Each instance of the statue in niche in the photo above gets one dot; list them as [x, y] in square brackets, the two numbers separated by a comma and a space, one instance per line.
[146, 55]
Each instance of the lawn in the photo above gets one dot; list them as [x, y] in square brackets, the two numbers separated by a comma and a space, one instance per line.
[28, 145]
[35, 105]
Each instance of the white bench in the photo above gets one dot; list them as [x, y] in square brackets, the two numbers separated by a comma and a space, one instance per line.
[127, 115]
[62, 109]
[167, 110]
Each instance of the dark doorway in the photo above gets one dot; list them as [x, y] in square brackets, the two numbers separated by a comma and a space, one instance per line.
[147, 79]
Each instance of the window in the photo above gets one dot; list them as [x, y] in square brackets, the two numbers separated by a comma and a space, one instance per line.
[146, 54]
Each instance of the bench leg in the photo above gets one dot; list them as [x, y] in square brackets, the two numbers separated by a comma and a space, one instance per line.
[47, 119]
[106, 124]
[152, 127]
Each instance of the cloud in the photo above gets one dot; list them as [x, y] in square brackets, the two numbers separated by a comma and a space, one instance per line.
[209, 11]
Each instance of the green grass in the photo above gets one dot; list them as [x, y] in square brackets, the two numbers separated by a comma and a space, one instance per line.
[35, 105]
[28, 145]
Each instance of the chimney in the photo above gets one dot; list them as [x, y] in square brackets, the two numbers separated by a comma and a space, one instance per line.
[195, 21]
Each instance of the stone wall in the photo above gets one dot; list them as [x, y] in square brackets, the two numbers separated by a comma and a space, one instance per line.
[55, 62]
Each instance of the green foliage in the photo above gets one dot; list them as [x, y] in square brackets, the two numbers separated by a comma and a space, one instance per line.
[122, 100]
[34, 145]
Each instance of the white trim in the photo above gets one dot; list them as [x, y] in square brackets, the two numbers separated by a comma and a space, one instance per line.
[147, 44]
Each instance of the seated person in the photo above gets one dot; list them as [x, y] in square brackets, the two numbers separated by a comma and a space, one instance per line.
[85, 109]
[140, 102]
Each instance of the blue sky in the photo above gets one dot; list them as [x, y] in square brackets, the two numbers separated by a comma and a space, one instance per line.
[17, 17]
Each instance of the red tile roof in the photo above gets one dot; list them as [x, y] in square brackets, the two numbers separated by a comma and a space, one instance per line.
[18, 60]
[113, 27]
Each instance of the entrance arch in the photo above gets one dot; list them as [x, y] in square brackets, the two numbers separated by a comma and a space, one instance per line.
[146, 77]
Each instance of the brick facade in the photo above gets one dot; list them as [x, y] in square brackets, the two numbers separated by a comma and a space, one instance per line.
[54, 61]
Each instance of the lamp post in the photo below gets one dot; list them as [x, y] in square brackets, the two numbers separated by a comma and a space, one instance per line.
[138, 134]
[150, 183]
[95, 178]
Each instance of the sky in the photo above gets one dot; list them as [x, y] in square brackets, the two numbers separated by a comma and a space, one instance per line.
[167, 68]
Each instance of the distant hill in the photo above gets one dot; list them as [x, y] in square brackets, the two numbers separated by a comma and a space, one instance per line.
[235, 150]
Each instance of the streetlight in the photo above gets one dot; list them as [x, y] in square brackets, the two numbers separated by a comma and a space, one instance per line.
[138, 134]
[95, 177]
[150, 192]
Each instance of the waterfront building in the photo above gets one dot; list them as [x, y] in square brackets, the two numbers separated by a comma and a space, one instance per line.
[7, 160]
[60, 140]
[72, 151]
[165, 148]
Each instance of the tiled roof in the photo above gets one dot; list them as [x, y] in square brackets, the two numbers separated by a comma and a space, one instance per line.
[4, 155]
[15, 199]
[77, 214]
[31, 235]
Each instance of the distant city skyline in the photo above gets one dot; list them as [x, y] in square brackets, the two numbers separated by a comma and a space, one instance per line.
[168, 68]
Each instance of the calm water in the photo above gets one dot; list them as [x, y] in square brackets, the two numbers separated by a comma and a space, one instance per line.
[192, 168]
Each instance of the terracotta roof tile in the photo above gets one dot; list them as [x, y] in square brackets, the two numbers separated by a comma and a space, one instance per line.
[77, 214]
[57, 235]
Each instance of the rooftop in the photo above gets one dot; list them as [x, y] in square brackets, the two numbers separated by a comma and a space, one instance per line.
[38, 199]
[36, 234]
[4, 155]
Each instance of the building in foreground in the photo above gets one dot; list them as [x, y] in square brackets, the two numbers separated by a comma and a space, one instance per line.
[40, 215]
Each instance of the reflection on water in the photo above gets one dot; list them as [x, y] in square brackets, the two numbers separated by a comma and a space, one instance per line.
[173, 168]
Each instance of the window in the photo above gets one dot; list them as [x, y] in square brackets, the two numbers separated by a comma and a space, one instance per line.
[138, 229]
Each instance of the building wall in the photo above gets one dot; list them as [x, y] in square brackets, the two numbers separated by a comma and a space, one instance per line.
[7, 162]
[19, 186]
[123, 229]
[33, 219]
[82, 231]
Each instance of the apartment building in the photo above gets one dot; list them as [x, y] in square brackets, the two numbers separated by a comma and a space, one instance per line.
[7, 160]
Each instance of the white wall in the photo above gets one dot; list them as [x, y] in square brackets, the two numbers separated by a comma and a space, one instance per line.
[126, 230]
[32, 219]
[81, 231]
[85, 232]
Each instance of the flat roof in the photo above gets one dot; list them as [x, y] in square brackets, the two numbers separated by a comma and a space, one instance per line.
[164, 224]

» **Work order**
Every record should be given again without alteration.

» **Solution to the exercise**
Each instance of the statue in niche in the photo above gets one dot; list them as [x, y] in square brackets, the two numbers separated by a comma and a space, one instance per line.
[146, 55]
Each instance of the lawn in the photo above gets one dot; list them as [x, y] in square brackets, the two numbers separated by a comma and a space, one instance per line.
[28, 145]
[35, 105]
Each instance of the white bench in the photo above gets one dot; list them as [x, y] in square brackets, the two numbers separated by a comma and a space, one instance per line.
[127, 115]
[62, 109]
[167, 110]
Each instance of the dark doorway in the photo above gets one dot; list them as [x, y] in square brackets, the two numbers separated by a comma and a space, one instance per line.
[147, 79]
Each instance of the window in the photo above gets one dot; list them as [x, y] in square brackets, the two numbers separated by a comma and a space, one instance per line.
[146, 54]
Each instance of the bench leg in the photo above gets one dot; list them as [x, y] in square brackets, the two numbers separated by a comma and a space, one instance per line.
[47, 119]
[106, 124]
[152, 127]
Each instance of the cloud in the photo above gets one dot; list them as [x, y] in square brackets, the two numbers separated by a comma and a space, one instance per line.
[209, 11]
Each instance of the green grass in the photo above gets one dot; list them as [x, y] in square brackets, the two numbers separated by a comma and a space, one instance per line.
[35, 105]
[28, 145]
Each instance of the chimney in the photo above gets one dot; list them as [x, y] in square brackets, the two numbers separated by a comma and a space, one instance per line.
[195, 21]
Each instance of the stone wall in the photo above gets one dot; list them as [x, y] in square brackets, the two numbers separated by a comma and a space, one instance per line.
[55, 62]
Each instance of the green foliage in the photo above gets one dot; list them as [x, y] in square brackets, the two numbers separated by a comma and a space, one instance per line.
[122, 100]
[34, 145]
Each instance of the white trim in the photo above gets one dot; list them as [x, y] in square brackets, the two numbers separated by a comma and a space, one instance per line.
[147, 44]
Each instance of the seated person in the photo above gets one dot; list them as [x, y] in square brackets, the two numbers separated by a comma and a space, one instance per line.
[85, 109]
[140, 102]
Each instance of the blue sky in the photo above gets one dot; list them as [x, y] in square brackets, the two numbers separated by a comma and a space, one instance per line.
[17, 17]
Each instance of the red tile roof in the photo above gets one dot; list them as [x, y] in square brackets, the two numbers separated by a comma and a space, one instance per line.
[18, 60]
[113, 27]
Each instance of the entrance arch in the photo above gets one dot; list them as [x, y] in square brackets, the two numbers separated by a comma and a space, one instance per line.
[146, 77]
Each instance of the brick facade in the photo above gets one dot; list them as [x, y] in square brackets, the two numbers separated by a comma and a space, one instance per line.
[54, 61]
Each instance of the lamp post in the photo below gets one dot; list them as [x, y] in square brackets, the two numbers separated by a comma and a space, one instance per line.
[138, 134]
[150, 183]
[95, 178]
Each instance of the sky in the photo above gets one dot; list them as [x, y] in square brackets, the two numbers separated by a comma and a space, one instance per line.
[167, 68]
Each instance of the distant hill in the photo above gets one dot; list them as [x, y] in square brackets, the two numbers separated by a comma and a space, one instance per line.
[235, 150]
Each instance of the streetlight in the photo above gets one dot; list them as [x, y] in square brackets, the two numbers separated by a comma and a space, one instance per line.
[138, 134]
[95, 177]
[150, 192]
Each instance of the waterfront building in the photo above gets one dot; list them as [x, y] in square brackets, the two numbers separated by a comma and a space, one instance per line.
[7, 160]
[60, 140]
[72, 151]
[165, 148]
Each instance of the tiled roof in the photo above gets one dot; list them as [x, y] in square brackets, the two numbers separated by a comma and a space, one instance per line.
[4, 155]
[15, 199]
[77, 214]
[31, 235]
Each instance of the distant city skyline in the photo above gets one dot; list them as [x, y] in square brackets, the two numbers separated by a comma and a space, one instance per line.
[168, 68]
Each instance of the calm water in the photo above gets one dot; list them as [x, y] in square brackets, the two numbers separated by a comma and a space, one instance per line.
[192, 168]
Each instance of the terracotta roof tile in the photo above gets one dot; list them as [x, y] in square brackets, the two numbers separated by a comma and a space, one instance per line.
[77, 214]
[57, 235]
Each instance of the rooftop in the photo above gets one dot; list them as [x, y] in square brackets, the two numbers separated by a comma and a space, one instance per line.
[38, 199]
[36, 234]
[4, 155]
Each instance of the building in foreground in the photo above gets one dot; list them as [x, y] in square brackets, the two numbers separated by a comma and a space, one instance per line.
[40, 215]
Each instance of the reflection on water in the photo above gets one dot; list them as [x, y] in square brackets, the two numbers separated by a comma and a space, one instance per line.
[173, 168]
Each instance of the window in the photo above gets one dot; list them as [x, y] in square brackets, the two numbers separated by a comma and a space, one instance per line.
[138, 229]
Each instance of the building wall in the photo above gets one dot; list them as [x, y] in square brackets, the two numbers separated by a comma and a space, one instance per line.
[7, 162]
[19, 186]
[123, 229]
[33, 219]
[82, 231]
Each instance of the apartment building in the photo above gets one dot; list them as [x, y] in square brackets, the two numbers separated by a comma and a space, one instance per line.
[7, 160]
Each instance of the white wall in the photo above gets one dot; list them as [x, y] in square brackets, the two numbers separated by a comma and a space, one instance per line.
[126, 230]
[32, 219]
[81, 231]
[85, 232]
Each instance of the flat roof in the photo above gets one dot; list them as [x, y] in square brackets, the two numbers separated by a comma and a space, one instance per line.
[164, 224]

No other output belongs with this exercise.